---------- Tekst om te lezen

FONDSEN

Pensioenspaarfondsen

De pensioenspaarfondsen die dit jaar best scoorden, legden vooral de nadruk op de obligatiekomponent in BEF. Er werd relatief weinig belegd in buitenlandse aandelen en obligaties zodat het muntrisico beperkt bleef. Metropolitan Pension is weerom de hoogvlieger. Accent Pension sluit de rij en schrijft de minder goede prestatie toe aan het konservatief beheer. Té weinig obligaties in de beginfaze en té korte looptijden. De overweging in aandelen kon de meerwaarde op de obligatiekoersen (nog) niet ten volle kompenseren.

Belgische aandelen

De Belgische aandelenmarkt bleef lange tijd achter. Groot-Brittannië en Nederland deden het in Europa veel beter. De aandelenfondsen die bovenaan gerangschikt staan, leggen hoofdzakelijk de nadruk op hoogrenderende waarden. Banken en nutsbedrijven. Bank Degroof is aanwezig met twee fondsen in de top-drie. Dat verdient een eervolle vermelding. Opvallend minder goed presteerden de portefeuilles die op zoek gingen naar kleinere beurskapitalizaties (“small caps”). De topper van vorig jaar BBL Invest High Yield weet zich nog net in de top-tien te handhaven. Hier ligt de nadruk op rendementswaarden zoals bankaandelen en nutsbedrijven.

Obligaties in BEF/LUF

In de berekening volgens de Gemeentekrediet-index (tien deelrubrieken) waren obligatiefondsen in BEF/LUF dé beste koop de voorbije twaalf maanden.

--------------------
---------- Gegeven regels

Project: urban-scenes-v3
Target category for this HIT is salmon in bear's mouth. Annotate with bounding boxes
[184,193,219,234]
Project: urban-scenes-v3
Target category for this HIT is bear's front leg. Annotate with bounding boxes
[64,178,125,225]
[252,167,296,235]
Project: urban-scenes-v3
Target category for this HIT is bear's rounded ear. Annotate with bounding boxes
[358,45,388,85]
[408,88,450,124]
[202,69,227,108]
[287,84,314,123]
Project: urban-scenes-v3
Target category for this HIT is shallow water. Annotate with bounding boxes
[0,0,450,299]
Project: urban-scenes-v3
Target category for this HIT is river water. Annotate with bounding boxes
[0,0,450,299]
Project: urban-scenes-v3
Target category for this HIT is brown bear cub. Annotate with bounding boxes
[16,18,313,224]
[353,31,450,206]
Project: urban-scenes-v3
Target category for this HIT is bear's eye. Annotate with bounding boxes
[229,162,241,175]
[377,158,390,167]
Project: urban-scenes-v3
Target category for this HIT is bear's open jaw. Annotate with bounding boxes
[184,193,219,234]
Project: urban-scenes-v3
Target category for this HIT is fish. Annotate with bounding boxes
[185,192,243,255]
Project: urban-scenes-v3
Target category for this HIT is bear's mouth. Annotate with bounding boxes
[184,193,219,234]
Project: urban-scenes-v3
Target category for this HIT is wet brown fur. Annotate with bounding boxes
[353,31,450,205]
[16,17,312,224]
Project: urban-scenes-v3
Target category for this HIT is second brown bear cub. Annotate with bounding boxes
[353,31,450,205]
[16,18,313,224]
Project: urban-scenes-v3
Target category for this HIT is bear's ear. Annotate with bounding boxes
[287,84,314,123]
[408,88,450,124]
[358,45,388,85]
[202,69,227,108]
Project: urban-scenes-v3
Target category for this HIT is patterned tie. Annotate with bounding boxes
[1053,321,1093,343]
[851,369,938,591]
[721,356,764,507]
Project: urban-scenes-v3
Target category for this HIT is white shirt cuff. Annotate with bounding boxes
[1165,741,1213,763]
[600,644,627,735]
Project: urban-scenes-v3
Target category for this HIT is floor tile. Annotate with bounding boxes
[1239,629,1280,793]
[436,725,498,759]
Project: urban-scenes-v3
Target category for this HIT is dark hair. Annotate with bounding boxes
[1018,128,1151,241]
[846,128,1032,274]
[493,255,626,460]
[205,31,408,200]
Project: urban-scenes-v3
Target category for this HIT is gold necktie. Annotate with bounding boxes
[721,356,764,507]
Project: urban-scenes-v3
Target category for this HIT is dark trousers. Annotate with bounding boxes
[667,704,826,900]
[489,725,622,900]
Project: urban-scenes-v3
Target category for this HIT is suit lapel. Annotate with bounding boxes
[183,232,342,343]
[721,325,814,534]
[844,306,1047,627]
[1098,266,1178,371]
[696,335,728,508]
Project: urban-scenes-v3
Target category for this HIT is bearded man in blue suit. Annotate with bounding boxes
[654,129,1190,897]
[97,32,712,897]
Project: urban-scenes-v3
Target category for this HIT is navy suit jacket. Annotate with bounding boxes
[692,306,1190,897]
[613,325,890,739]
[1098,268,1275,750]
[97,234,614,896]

--------------------

Wat te doen
Welk pensioenspaarfonds wordt in de tekst over fondsen opnieuw de hoogvlieger genoemd?

Antwoord
Metropolitan Pension.